Repeat precisely, and only, the lines between the line containing "Wildlife-tally request: point out every instance of the black" and the end of the listing below, both ends included.

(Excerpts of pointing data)
....
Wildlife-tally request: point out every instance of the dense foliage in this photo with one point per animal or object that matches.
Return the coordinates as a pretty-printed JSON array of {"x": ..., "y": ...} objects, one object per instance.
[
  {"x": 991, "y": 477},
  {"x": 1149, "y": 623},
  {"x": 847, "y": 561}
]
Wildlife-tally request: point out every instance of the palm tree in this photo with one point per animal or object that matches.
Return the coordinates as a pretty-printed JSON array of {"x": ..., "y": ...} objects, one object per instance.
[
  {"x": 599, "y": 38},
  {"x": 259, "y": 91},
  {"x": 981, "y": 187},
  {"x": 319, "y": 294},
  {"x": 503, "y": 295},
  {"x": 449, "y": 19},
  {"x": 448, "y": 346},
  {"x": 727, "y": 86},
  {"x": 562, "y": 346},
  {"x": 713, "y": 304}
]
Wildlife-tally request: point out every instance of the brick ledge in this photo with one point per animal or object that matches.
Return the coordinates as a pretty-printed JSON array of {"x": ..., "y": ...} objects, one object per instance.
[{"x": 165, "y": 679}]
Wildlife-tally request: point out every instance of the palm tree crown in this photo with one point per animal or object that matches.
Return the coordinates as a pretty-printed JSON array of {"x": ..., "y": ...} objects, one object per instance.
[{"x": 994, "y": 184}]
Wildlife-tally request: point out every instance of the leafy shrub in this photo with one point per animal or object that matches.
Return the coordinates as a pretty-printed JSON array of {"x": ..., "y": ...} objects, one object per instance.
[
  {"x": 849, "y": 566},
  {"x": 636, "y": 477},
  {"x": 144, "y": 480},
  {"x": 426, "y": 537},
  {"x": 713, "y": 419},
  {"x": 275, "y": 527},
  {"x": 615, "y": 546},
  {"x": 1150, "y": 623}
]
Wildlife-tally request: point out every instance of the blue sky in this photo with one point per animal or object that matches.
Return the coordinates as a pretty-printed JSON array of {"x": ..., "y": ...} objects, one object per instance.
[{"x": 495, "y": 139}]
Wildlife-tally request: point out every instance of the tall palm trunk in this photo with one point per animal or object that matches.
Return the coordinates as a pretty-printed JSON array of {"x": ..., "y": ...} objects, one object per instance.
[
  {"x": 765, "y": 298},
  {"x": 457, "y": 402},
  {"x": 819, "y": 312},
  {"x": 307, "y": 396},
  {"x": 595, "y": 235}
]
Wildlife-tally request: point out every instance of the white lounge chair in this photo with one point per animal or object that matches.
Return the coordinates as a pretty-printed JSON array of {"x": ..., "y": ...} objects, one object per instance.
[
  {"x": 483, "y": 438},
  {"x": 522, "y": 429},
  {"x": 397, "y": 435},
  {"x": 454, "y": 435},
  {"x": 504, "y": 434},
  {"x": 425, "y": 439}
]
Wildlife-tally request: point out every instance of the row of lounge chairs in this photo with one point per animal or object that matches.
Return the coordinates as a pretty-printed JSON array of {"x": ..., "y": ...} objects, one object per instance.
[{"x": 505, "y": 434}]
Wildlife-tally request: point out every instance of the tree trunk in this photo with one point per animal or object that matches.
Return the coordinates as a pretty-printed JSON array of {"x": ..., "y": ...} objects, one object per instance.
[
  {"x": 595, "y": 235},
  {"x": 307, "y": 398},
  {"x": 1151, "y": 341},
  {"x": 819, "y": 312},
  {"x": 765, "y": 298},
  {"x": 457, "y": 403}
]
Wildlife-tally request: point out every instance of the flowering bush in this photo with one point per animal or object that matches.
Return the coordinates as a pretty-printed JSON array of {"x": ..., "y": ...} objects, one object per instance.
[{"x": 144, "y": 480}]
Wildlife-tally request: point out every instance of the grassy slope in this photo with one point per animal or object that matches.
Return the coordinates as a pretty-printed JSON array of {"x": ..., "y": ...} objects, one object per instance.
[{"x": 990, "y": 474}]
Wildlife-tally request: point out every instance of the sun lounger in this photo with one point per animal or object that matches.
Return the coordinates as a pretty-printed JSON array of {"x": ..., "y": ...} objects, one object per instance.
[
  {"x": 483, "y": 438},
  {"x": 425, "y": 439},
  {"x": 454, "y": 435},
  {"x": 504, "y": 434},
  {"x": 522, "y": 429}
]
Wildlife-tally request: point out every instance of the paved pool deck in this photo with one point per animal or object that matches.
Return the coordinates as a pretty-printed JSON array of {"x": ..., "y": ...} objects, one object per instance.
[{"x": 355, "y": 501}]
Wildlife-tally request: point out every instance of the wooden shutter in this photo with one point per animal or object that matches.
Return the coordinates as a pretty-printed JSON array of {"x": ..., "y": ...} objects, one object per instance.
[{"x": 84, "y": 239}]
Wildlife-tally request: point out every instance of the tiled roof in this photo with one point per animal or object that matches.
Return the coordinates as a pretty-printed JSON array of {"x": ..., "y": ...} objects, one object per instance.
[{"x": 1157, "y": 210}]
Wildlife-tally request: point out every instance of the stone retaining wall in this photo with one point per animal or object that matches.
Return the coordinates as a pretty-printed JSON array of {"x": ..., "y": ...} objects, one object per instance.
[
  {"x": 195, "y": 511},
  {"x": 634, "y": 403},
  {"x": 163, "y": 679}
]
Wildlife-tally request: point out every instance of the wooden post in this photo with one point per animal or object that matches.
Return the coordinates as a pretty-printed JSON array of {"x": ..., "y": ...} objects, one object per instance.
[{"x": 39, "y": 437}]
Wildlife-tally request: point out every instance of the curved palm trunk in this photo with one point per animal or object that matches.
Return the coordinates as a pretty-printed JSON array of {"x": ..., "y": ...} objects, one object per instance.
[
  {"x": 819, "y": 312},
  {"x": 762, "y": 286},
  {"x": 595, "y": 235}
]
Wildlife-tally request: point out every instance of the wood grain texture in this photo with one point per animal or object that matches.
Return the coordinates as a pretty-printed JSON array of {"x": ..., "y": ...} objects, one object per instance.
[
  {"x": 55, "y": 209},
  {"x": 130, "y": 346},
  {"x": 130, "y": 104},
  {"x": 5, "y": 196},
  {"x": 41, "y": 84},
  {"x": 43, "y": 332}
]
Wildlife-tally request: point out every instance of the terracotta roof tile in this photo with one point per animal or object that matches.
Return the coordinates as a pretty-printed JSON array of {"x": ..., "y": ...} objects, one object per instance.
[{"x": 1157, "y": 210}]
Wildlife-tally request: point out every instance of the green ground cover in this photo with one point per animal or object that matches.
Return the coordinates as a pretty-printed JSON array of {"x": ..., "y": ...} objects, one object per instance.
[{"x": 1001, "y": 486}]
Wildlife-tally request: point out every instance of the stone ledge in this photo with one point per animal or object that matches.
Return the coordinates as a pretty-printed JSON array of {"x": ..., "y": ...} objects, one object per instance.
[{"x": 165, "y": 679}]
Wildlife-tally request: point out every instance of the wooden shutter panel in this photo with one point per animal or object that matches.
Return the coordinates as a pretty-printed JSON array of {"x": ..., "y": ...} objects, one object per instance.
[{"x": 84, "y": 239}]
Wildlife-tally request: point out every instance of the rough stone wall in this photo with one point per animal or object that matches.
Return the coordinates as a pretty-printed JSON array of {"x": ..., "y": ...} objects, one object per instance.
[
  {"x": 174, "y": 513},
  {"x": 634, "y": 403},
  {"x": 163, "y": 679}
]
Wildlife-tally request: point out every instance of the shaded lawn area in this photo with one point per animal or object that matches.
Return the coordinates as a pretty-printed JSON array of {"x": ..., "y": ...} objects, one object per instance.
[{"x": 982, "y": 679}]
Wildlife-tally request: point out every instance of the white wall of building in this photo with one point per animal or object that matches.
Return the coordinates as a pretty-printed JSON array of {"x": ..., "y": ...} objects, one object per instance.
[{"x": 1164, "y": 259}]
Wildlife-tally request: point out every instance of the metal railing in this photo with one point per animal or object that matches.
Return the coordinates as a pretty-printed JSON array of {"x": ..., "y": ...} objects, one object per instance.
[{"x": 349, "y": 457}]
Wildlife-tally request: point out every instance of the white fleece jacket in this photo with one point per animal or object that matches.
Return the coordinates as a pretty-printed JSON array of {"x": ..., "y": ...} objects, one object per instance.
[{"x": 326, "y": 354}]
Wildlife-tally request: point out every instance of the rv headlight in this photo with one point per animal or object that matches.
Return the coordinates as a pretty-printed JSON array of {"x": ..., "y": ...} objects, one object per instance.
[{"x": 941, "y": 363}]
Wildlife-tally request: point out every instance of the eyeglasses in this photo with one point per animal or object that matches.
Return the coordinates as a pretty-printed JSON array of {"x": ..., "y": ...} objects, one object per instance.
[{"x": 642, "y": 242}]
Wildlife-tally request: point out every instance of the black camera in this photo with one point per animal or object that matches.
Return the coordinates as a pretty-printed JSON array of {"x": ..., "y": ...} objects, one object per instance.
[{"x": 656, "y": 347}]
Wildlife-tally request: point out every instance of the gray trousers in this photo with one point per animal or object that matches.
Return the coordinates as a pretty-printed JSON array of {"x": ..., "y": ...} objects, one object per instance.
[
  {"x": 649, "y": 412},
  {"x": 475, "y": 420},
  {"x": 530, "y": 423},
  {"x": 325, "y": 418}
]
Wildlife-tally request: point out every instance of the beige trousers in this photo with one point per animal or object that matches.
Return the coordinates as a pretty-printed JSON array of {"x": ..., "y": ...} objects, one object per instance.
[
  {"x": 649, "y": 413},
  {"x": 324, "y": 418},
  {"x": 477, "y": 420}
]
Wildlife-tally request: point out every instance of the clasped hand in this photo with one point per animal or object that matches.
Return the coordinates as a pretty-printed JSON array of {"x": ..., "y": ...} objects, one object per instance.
....
> Written solution:
Wildlife-tally request: point out every instance of the black camera in this photo with one point per animal or object that matches.
Return the coordinates as a pretty-printed JSON array of {"x": ..., "y": ...} objects, one object per instance.
[{"x": 656, "y": 347}]
Wildlife-tally request: point out every instance of the gray trousers in this photo with one point per animal or object that matches.
Return the coordinates as a pretty-printed JSON array of {"x": ..., "y": ...} objects, one object per instance.
[
  {"x": 649, "y": 412},
  {"x": 475, "y": 420},
  {"x": 530, "y": 423},
  {"x": 325, "y": 418}
]
Wildlife-tally request: point out every instance of the beige trousers in this photo with one point per animal or object that matches.
Return the coordinates as a pretty-printed JSON array of {"x": ..., "y": ...} objects, one object per instance.
[
  {"x": 649, "y": 413},
  {"x": 324, "y": 418},
  {"x": 477, "y": 420}
]
Wildlife-tally request: point out every instance of the clasped hand in this photo with one point per animal or object that matches.
Return the coordinates as a pretty-printed JSON array of {"x": ..., "y": ...} objects, one object per instance.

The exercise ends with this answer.